▸ **Document text**
Interstate transport depends on state laws somewhat. Interesting the fed government stepped in to stop outrageous laws such as cal, new jersey and New York.,blocking their laws if certain conditions are met, unloaded in the trunk etc. This very law is used by the anti gun group reasoning that it is a loophole that allows the flow of guns into these states without registration from adjacent states which are less restrictive. This is a very big issue. The anti gun folks forget that only law abiding citizens follow the law as Thomas points out above. 
New Jersey lost a large suit 10 mil as I recall by arresting a lic. Concealed carry guy denying him of due process last year. I expect cal. Will be the next.


----------



## rt3 (Aug 27, 2015)

Again you and the media have used the term assault incorrectly, you nor anyone else can define assault type weapon.


----------



## Warrigal (Aug 27, 2015)

Well, I haven't a clue about different kinds of rifles so I simply repeat what I have read.
I assume an assault rifle is one that is intended to only kill people, not elephants.
Otherwise I would call it an elephant gun.


----------



## SifuPhil (Aug 28, 2015)

Ah, but could an elephant gun not also be used to kill humans? 

I propose a full ban on ALL butterfly guns.


----------



## Warrigal (Aug 28, 2015)

I propose dropping a butterfly net over anyone who walks around with a loaded elephant gun. :grin:


----------



## rt3 (Aug 28, 2015)

I propose gun safety be taught at a grade school level as a required course. Anti gunners not allowing their children to attend would be disciplined with butterfly wippings. Also they would be registered and an instantaneous national data base would be implemented requiring their registration. 
Most elephants are killed by native poachers who use what you call assault rifles from the 80s CETMEs HK91s and full metal jacket military rounds 308 Rds which is a military "human" bullet not elephant rifles. 
In the U.S. The BATF defines the names of guns. Under the media definition a full automatic UZI would not be an assault rifle. Surely you can see the oxymoron.

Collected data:
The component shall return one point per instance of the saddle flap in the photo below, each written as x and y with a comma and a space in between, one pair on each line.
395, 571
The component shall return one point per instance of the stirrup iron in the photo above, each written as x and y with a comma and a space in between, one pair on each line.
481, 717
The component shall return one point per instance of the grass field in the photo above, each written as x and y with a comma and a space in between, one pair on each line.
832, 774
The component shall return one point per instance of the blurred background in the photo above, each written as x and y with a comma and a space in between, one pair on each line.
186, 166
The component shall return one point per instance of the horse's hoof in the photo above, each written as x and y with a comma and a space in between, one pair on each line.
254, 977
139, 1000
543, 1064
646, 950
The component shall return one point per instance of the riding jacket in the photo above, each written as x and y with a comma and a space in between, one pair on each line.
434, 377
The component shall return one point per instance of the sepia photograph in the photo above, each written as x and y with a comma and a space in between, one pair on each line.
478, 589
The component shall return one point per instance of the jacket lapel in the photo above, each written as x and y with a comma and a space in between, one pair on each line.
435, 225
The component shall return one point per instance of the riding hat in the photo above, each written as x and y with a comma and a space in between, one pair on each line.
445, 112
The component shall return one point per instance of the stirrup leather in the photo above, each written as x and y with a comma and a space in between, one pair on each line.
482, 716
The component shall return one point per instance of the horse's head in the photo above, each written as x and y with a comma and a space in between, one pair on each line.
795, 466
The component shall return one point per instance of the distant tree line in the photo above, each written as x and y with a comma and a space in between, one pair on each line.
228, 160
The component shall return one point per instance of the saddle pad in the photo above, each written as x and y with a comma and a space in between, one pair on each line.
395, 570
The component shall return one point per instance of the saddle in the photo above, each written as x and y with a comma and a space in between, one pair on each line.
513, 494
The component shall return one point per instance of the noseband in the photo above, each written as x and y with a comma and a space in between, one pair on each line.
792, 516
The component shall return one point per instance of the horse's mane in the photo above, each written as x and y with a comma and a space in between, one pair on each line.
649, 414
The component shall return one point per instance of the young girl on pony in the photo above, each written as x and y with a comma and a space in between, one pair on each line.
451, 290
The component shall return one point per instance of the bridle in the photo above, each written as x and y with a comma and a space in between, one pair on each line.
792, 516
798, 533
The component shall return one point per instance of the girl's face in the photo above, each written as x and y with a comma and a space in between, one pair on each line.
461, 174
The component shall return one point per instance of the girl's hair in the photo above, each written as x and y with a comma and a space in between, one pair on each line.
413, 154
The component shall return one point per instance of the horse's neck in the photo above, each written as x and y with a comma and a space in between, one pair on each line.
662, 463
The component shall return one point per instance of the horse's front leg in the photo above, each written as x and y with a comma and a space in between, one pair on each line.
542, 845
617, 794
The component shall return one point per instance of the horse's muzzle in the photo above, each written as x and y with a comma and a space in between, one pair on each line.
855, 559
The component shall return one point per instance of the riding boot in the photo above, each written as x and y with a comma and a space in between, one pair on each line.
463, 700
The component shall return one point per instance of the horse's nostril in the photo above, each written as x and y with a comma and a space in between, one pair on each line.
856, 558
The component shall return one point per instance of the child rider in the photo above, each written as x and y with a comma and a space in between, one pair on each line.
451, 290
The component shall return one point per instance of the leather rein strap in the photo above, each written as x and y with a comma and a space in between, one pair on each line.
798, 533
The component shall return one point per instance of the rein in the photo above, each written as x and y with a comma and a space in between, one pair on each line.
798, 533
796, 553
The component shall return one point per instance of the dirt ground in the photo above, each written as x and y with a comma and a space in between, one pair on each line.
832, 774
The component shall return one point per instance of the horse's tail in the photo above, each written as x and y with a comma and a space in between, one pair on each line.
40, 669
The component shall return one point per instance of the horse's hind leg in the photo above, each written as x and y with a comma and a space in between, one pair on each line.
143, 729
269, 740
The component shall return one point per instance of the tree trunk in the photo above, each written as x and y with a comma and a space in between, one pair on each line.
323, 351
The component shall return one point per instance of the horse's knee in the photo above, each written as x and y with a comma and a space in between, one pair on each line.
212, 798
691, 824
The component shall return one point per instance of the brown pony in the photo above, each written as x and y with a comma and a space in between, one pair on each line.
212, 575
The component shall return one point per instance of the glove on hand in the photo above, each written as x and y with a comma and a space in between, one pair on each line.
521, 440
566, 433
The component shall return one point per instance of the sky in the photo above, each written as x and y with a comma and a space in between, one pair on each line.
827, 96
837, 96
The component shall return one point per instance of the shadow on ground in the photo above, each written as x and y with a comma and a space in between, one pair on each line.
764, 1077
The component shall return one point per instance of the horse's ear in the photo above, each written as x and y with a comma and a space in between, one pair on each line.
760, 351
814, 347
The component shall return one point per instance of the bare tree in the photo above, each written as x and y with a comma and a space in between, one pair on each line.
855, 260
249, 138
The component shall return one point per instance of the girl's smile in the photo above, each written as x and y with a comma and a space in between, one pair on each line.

▸ **Instruction 1**
Transcribe a passage from the gun-law forum thread, beginning at the words "Again you and" and stopping after the words "people, not elephants.".
▸ **Instruction 2**
Answer these questions using the gun-law forum thread:
(a) What amount did New Jersey lose in the suit over arresting a licensed concealed carry holder?
(b) What does Warrigal propose dropping over anyone who walks around with a loaded elephant gun?
(c) According to rt3, what agency defines the names of guns in the U.S.?

▸ **Written answer 1**
Again you and the media have used the term assault incorrectly, you nor anyone else can define assault type weapon.


----------



## Warrigal (Aug 27, 2015)

Well, I haven't a clue about different kinds of rifles so I simply repeat what I have read.
I assume an assault rifle is one that is intended to only kill people, not elephants.

▸ **Written answer 2**
(a) 10 mil
(b) A butterfly net
(c) The BATF